Given passage:
=======
|
Description:
Computes the strategy oddments for two-player zero-sum games of perfect information. Uses a robust, iterative approximation that can handle dominance, non-square payoff matrices, and games without a saddle-point.
Source: Text Source
''' Approximate the strategy oddments for 2 person zero-sum games of perfect information.
Applies the iterative solution method described by J.D. Williams in his classic
book, The Compleat Strategyst, ISBN 0-486-25101-2. See chapter 5, page 180 for details. '''
from operator import add, neg
def solve(payoff_matrix, iterations=100):
'Return the oddments (mixed strategy ratios) for a given payoff matrix'
transpose = zip(*payoff_matrix)
numrows = len(payoff_matrix)
numcols = len(transpose)
=======
Requirement a: Copy the entries below word for word, leaving out the pictures.
=======
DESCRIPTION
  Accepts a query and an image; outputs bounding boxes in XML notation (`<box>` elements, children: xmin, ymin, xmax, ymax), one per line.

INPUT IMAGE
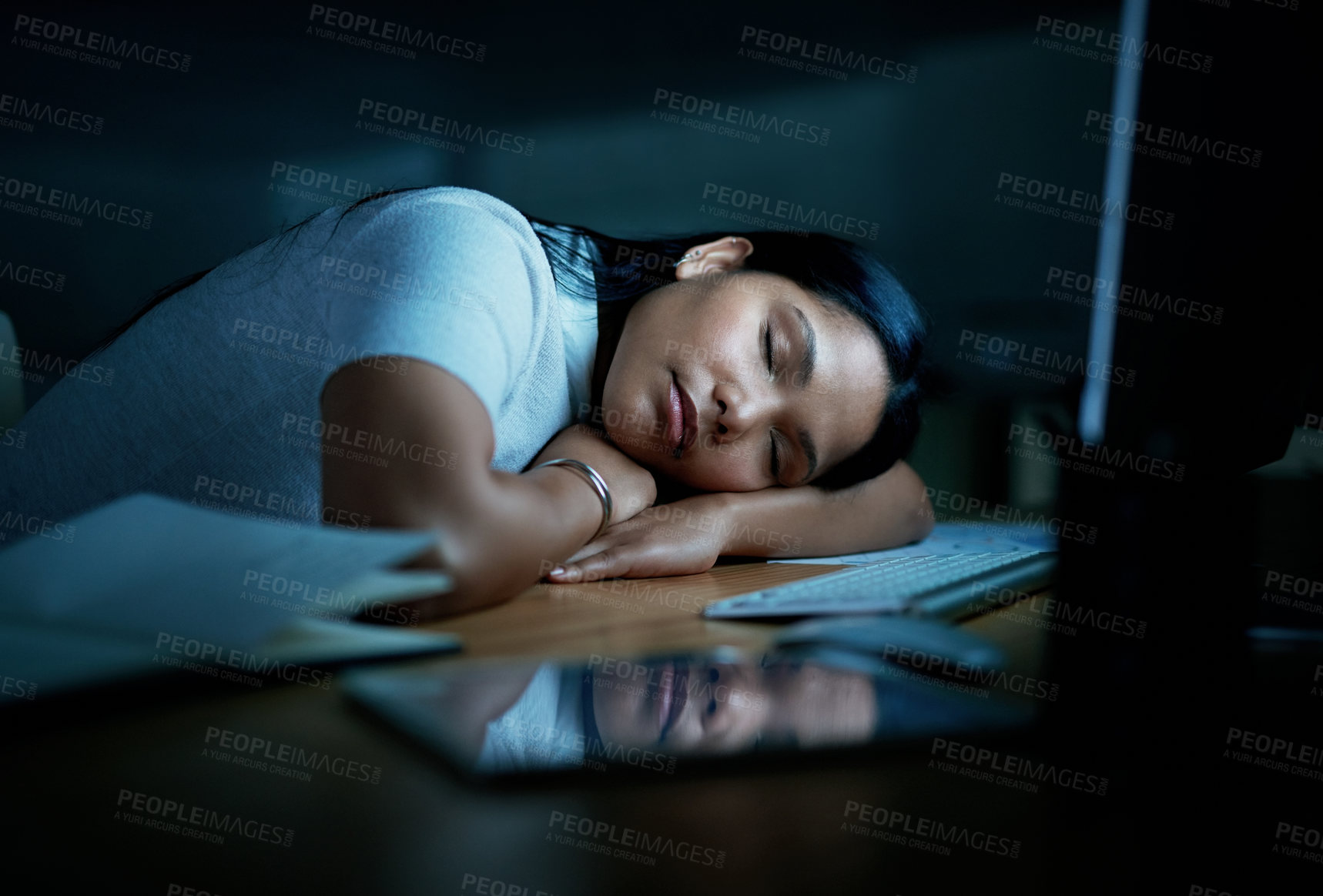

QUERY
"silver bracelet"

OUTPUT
=======
Requirement b:
Answer these questions from the page on the game-strategy solver:
(i) Which book describes the iterative method the code applies?
(ii) What default value does the solve function give its iterations parameter?
(iii) Which two names are imported from operator?

Right answer a:
DESCRIPTION
  Accepts a query and an image; outputs bounding boxes in XML notation (`<box>` elements, children: xmin, ymin, xmax, ymax), one per line.

INPUT IMAGE

QUERY
"silver bracelet"

OUTPUT

Right answer b:
(i) The Compleat Strategyst, by J.D. Williams
(ii) 100
(iii) add and neg